> [What you need to do]: Duplicate the lines of the records from the start through the line containing "833 206 1000 257", including both.

> [Given data]:

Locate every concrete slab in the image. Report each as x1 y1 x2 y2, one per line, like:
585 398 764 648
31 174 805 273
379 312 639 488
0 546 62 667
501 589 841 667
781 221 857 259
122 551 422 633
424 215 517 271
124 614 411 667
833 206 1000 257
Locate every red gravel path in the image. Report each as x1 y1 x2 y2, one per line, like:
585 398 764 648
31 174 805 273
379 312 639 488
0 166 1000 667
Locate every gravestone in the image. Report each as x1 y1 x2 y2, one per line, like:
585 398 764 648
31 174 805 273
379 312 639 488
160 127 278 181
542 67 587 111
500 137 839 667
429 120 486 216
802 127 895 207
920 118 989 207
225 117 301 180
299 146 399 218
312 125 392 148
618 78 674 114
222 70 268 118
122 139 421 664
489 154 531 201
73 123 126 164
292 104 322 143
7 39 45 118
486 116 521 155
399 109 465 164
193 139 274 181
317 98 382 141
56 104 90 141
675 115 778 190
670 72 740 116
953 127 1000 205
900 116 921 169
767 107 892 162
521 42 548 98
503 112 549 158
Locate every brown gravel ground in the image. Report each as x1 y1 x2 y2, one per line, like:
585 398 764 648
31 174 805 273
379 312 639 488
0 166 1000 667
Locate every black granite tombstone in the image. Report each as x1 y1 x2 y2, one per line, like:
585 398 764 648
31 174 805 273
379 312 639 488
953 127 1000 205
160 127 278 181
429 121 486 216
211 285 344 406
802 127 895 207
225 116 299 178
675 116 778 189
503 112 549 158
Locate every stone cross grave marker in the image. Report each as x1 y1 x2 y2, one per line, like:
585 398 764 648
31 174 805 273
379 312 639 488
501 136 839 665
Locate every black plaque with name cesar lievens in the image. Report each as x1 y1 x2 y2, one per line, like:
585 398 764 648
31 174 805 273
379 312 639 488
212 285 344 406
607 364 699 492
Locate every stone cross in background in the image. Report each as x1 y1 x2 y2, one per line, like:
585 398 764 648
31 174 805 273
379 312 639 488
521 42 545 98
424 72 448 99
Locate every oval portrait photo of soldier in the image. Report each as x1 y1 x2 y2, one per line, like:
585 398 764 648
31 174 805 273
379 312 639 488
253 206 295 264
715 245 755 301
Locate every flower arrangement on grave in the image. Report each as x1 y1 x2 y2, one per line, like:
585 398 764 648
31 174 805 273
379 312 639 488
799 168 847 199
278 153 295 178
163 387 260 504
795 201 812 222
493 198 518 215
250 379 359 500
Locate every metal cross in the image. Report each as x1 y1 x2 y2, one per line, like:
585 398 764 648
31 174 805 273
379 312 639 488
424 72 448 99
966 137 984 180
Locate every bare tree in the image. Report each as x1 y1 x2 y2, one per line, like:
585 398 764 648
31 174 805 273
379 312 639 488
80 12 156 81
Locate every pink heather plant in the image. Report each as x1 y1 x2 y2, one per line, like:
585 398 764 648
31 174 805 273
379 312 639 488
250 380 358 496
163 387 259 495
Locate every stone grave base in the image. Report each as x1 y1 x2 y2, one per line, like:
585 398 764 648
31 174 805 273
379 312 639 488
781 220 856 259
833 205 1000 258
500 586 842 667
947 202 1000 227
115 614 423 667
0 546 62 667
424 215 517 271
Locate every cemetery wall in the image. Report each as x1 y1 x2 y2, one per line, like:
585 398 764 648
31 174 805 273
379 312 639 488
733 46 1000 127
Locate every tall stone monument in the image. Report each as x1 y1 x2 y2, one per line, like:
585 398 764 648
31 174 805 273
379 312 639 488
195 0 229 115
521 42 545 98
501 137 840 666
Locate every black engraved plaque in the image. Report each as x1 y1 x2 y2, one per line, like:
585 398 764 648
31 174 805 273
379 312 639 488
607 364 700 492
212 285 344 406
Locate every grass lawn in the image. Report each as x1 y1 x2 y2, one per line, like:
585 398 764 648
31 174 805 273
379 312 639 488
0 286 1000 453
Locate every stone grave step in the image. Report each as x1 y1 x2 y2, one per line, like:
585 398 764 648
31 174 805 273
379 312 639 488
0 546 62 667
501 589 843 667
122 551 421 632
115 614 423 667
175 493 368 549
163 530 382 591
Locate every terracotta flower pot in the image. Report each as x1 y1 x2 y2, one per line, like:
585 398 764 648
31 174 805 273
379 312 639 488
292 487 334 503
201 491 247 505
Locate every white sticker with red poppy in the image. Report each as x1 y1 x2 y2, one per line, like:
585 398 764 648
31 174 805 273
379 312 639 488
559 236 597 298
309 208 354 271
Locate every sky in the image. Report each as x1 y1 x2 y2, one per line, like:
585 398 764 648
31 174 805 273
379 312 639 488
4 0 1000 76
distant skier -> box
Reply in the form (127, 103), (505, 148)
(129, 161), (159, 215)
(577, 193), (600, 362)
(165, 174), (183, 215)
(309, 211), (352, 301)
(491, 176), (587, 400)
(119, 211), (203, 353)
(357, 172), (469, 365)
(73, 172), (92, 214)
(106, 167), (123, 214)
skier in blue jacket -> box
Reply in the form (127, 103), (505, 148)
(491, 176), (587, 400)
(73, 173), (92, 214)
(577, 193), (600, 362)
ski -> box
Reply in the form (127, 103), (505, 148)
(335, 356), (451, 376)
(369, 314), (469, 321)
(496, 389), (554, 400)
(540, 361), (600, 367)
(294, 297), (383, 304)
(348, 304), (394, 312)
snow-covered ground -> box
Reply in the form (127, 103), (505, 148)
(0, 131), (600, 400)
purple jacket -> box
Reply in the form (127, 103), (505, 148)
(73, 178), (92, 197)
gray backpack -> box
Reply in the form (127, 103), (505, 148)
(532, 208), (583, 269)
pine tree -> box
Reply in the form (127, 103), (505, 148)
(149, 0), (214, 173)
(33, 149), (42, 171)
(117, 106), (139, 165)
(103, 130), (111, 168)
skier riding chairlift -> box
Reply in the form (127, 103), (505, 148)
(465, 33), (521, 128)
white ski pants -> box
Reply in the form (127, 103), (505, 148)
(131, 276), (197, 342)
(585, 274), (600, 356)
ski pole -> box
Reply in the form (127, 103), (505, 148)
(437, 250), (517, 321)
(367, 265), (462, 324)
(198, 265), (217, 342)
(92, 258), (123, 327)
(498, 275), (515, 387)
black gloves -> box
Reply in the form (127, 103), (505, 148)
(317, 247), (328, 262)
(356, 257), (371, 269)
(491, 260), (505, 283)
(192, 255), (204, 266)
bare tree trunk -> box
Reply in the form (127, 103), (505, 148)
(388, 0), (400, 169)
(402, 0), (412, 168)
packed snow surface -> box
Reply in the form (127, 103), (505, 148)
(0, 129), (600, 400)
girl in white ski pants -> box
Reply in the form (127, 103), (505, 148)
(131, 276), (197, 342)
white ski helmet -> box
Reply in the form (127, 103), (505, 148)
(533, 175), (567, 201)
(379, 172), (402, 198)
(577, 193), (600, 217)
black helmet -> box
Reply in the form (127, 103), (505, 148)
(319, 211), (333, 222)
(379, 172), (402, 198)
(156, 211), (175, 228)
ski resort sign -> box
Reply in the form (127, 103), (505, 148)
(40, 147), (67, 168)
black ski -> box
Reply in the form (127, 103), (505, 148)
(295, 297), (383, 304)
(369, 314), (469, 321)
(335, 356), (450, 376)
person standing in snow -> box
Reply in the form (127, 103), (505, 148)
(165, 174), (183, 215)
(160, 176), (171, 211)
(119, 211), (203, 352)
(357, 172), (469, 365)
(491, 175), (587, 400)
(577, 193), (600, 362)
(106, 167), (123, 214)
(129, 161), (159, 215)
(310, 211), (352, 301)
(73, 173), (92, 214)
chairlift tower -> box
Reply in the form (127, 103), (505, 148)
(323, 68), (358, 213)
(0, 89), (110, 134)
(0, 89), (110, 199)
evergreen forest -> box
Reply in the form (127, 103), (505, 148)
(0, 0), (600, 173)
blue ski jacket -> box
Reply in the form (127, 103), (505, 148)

> [Completed task]:
Locate every concrete slab in the image. Report each as x1 y1 x2 y2, one per line, like:
585 398 764 648
31 174 805 273
379 312 639 488
0 546 62 667
501 589 841 667
781 221 857 259
122 551 422 633
424 215 517 271
124 614 411 667
833 206 1000 257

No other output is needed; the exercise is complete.